:: EXTRACTED ENTRIES ::

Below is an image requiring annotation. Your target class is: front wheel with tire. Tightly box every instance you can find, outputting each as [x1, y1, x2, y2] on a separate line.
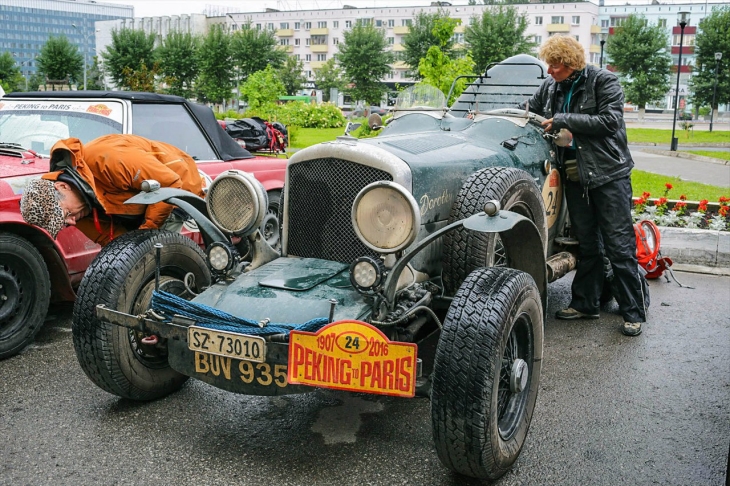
[72, 230, 210, 400]
[431, 268, 543, 479]
[0, 234, 51, 359]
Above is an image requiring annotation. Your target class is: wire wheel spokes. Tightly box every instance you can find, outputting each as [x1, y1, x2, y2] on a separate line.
[497, 314, 533, 440]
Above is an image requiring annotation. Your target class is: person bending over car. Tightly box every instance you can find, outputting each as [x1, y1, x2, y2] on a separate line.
[20, 134, 204, 246]
[527, 35, 648, 336]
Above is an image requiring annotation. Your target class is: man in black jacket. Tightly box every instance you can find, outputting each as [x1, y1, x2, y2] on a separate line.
[528, 35, 648, 336]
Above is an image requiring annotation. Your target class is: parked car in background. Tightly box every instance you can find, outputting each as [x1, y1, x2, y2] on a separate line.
[349, 105, 389, 118]
[0, 91, 286, 359]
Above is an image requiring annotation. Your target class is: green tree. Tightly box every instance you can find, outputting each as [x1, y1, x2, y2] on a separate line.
[101, 29, 155, 89]
[464, 5, 536, 73]
[36, 35, 84, 83]
[231, 20, 288, 81]
[196, 25, 236, 103]
[314, 57, 347, 102]
[241, 66, 286, 110]
[278, 56, 307, 96]
[606, 15, 672, 120]
[418, 18, 474, 105]
[402, 9, 454, 80]
[337, 24, 393, 105]
[86, 56, 106, 90]
[155, 31, 199, 98]
[690, 5, 730, 120]
[0, 51, 25, 93]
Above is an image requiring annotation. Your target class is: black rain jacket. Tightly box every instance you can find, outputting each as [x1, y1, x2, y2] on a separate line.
[528, 66, 634, 189]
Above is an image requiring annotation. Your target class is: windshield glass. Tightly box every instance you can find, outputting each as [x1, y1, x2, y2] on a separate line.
[0, 99, 122, 157]
[394, 84, 446, 112]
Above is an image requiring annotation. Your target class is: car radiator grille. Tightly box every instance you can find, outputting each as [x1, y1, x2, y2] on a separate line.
[287, 158, 393, 263]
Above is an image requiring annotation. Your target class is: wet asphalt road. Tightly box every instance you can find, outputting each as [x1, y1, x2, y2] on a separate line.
[0, 272, 730, 486]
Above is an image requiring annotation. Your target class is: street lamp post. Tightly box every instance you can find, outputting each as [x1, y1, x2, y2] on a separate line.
[226, 14, 241, 111]
[710, 52, 722, 131]
[669, 12, 689, 152]
[71, 24, 91, 91]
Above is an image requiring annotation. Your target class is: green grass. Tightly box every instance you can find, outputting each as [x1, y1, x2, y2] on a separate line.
[682, 150, 730, 161]
[631, 169, 730, 202]
[626, 124, 730, 145]
[291, 127, 345, 149]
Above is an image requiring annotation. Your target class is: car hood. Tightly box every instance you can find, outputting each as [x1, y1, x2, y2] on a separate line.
[0, 148, 50, 194]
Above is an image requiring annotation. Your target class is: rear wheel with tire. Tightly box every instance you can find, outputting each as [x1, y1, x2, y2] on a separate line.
[0, 234, 51, 359]
[72, 230, 210, 400]
[442, 167, 547, 295]
[431, 268, 543, 479]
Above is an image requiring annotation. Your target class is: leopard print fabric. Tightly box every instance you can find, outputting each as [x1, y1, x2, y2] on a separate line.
[20, 179, 66, 239]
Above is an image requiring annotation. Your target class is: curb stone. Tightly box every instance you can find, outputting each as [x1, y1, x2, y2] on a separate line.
[641, 148, 730, 165]
[659, 226, 730, 275]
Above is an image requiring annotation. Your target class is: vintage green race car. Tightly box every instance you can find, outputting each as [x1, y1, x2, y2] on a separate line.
[73, 55, 575, 478]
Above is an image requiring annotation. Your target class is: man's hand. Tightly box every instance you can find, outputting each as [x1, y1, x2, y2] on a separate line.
[540, 118, 553, 132]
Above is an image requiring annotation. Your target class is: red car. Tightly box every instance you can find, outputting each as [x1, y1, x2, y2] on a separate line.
[0, 91, 286, 359]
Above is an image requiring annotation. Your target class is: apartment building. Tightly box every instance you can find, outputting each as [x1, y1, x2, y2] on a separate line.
[0, 0, 134, 81]
[219, 2, 601, 87]
[0, 0, 725, 108]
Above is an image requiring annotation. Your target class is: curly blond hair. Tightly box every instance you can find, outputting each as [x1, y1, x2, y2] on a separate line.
[539, 35, 586, 71]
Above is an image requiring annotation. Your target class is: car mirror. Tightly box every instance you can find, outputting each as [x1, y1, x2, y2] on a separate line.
[368, 113, 383, 130]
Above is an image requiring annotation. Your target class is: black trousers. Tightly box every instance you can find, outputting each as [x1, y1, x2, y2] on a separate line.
[563, 176, 648, 322]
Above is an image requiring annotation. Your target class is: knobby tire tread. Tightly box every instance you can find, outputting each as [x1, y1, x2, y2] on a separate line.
[72, 230, 205, 400]
[443, 167, 547, 295]
[431, 268, 542, 479]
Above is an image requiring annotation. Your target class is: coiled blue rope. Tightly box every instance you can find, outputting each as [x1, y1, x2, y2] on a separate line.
[152, 290, 329, 336]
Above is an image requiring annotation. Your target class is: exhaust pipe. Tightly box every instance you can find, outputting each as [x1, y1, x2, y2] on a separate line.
[545, 251, 578, 283]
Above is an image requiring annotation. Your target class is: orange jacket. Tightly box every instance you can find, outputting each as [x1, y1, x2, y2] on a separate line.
[43, 134, 204, 234]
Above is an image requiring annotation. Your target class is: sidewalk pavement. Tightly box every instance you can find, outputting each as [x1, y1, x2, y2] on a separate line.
[629, 144, 730, 275]
[629, 144, 730, 187]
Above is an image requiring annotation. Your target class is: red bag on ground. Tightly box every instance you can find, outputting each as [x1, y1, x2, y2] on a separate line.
[634, 219, 674, 279]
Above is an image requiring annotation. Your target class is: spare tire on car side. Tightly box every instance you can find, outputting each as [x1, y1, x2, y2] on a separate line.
[442, 167, 548, 295]
[431, 268, 544, 479]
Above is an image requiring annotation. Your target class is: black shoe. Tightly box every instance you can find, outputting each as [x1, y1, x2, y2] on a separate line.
[555, 307, 601, 321]
[621, 322, 641, 336]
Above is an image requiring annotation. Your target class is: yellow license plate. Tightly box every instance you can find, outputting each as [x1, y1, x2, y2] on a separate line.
[287, 321, 418, 397]
[188, 326, 266, 363]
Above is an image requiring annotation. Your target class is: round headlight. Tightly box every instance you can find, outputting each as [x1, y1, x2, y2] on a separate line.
[352, 181, 421, 253]
[350, 256, 385, 290]
[206, 242, 233, 272]
[205, 170, 269, 236]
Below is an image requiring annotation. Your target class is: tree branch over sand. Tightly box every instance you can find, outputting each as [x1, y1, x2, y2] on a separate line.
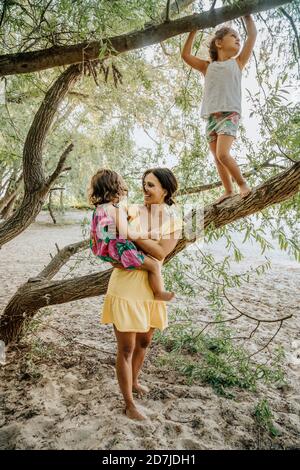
[0, 0, 291, 76]
[0, 162, 300, 343]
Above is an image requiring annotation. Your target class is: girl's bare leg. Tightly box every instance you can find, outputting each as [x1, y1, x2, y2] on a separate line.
[114, 326, 146, 420]
[216, 135, 251, 197]
[142, 256, 174, 302]
[132, 328, 154, 395]
[209, 137, 234, 204]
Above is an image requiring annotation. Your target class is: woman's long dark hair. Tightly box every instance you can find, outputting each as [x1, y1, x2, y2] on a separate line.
[142, 168, 178, 206]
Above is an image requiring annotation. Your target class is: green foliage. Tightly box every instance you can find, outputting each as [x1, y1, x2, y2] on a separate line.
[254, 398, 279, 437]
[155, 310, 284, 398]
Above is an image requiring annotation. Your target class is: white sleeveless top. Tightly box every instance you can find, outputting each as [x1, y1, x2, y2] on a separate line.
[201, 59, 242, 118]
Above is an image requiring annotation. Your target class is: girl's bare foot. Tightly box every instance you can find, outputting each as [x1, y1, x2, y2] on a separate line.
[132, 383, 150, 396]
[124, 405, 147, 421]
[154, 291, 175, 302]
[213, 191, 235, 205]
[240, 183, 252, 198]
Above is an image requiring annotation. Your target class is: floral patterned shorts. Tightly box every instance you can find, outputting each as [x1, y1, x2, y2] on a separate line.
[205, 111, 240, 143]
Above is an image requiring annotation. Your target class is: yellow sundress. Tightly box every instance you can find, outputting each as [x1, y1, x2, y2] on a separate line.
[100, 206, 182, 333]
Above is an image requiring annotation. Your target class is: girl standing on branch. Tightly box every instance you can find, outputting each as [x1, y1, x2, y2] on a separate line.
[181, 15, 257, 204]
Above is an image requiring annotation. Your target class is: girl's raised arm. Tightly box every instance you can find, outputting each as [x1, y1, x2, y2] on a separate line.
[236, 15, 257, 69]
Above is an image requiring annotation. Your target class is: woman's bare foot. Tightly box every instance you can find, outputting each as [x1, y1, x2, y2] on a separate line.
[132, 383, 150, 396]
[213, 191, 235, 205]
[154, 291, 175, 302]
[240, 183, 252, 198]
[124, 405, 147, 421]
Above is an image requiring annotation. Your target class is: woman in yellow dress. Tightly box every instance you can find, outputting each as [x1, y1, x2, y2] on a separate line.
[101, 168, 182, 420]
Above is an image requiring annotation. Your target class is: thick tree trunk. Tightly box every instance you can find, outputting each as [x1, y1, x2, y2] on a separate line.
[1, 192, 18, 220]
[0, 0, 291, 76]
[0, 65, 81, 247]
[0, 162, 300, 343]
[0, 173, 23, 213]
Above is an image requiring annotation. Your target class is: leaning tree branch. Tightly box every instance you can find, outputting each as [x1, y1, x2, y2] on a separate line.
[45, 143, 74, 188]
[0, 65, 82, 247]
[0, 0, 291, 76]
[0, 162, 300, 343]
[177, 159, 285, 196]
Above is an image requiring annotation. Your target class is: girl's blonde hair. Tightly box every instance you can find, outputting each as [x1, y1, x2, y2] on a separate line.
[209, 26, 235, 62]
[88, 168, 127, 206]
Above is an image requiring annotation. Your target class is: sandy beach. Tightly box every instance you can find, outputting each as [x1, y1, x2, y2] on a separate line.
[0, 212, 300, 450]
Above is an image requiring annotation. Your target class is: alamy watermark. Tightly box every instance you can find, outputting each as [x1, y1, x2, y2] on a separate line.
[0, 77, 6, 104]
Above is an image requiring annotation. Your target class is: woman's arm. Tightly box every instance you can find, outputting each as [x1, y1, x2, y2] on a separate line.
[236, 15, 257, 69]
[181, 31, 209, 75]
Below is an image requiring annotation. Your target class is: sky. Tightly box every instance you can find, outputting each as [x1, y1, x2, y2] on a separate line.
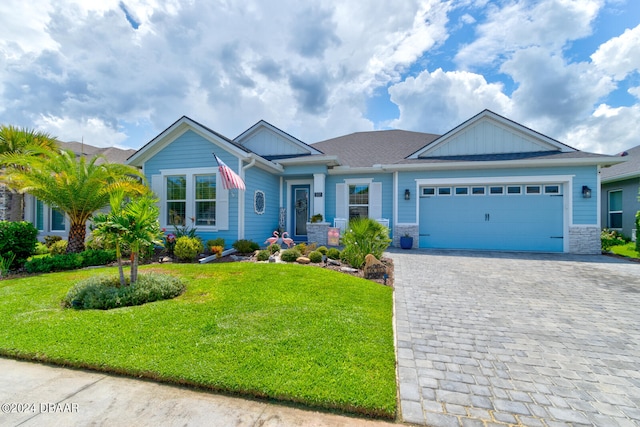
[0, 0, 640, 154]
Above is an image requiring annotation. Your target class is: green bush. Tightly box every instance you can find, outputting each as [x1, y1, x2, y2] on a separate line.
[44, 236, 62, 248]
[600, 228, 626, 251]
[0, 221, 38, 267]
[49, 240, 69, 255]
[341, 218, 391, 268]
[34, 242, 49, 255]
[256, 249, 271, 261]
[269, 243, 282, 254]
[309, 251, 322, 264]
[62, 273, 185, 310]
[327, 248, 340, 259]
[173, 236, 204, 262]
[232, 239, 260, 254]
[207, 237, 224, 248]
[280, 248, 302, 262]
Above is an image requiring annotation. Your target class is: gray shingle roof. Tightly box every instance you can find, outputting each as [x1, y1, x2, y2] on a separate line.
[311, 130, 440, 167]
[600, 145, 640, 180]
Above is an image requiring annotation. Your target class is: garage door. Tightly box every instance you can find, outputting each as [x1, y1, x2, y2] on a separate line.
[419, 183, 564, 252]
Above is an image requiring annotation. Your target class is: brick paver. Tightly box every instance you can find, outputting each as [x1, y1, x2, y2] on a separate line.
[389, 250, 640, 427]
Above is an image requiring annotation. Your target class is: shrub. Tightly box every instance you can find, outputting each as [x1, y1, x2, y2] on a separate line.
[62, 273, 185, 310]
[269, 243, 282, 254]
[0, 221, 38, 266]
[341, 218, 391, 268]
[309, 251, 322, 264]
[44, 236, 62, 248]
[280, 248, 302, 262]
[49, 240, 69, 255]
[34, 242, 49, 255]
[232, 239, 260, 254]
[207, 237, 224, 250]
[173, 236, 204, 262]
[600, 228, 626, 251]
[256, 249, 271, 261]
[327, 248, 340, 259]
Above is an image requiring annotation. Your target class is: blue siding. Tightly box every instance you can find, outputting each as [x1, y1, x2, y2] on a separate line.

:::

Update everything from the line containing "is: girl's blonde" down to the line containing "[600, 145, 640, 180]" by replacing "green bush" with "leafy bush", leaving all else unchanged. Return only those lines, and omit the pictures.

Above is an image requiring annotation. Your target class is: girl's blonde hair. Tightly box every instance you can find, outputting each as [x1, y1, x2, y2] on a separate line.
[209, 26, 235, 62]
[88, 168, 127, 206]
Above is an image requiring annotation. Your target class is: sandy beach. Tightly box every instance you can find, outputting each as [x1, y1, x2, y2] on a separate line.
[0, 212, 300, 450]
Above is an image requiring annotation. Your target class is: alamy watermark. Tightly box every instance you can find, outputting each as [x1, y1, x2, y2] on a separate line.
[0, 77, 6, 104]
Above is an image requiring annotation. Your target class is: woman's arm. Tightly box every instance you can find, outputting each as [x1, y1, x2, y2] on a separate line.
[236, 15, 257, 69]
[181, 31, 209, 75]
Below is an image requiring annotation. Your target class is: sky. Tightly box every instance you can find, outputting each as [x1, y1, x2, y2] on a separate line.
[0, 0, 640, 154]
Above is an image requiring annotation. Your target class is: leafy bush. Tightly box every instance you can find, outputting each as [x1, y1, x2, y2] on a separate line.
[44, 236, 62, 248]
[600, 228, 626, 251]
[0, 221, 38, 267]
[49, 240, 69, 255]
[341, 218, 391, 268]
[34, 242, 49, 255]
[256, 249, 271, 261]
[269, 243, 282, 254]
[309, 251, 322, 264]
[62, 273, 185, 310]
[327, 248, 340, 259]
[173, 236, 204, 262]
[232, 239, 260, 254]
[207, 237, 224, 248]
[280, 248, 302, 262]
Above is an image requiring annotation. Your target class is: gray shingle roof. Tightly box every instance you can find, outputting each as [x1, y1, x2, y2] on a separate line.
[311, 130, 440, 167]
[600, 145, 640, 180]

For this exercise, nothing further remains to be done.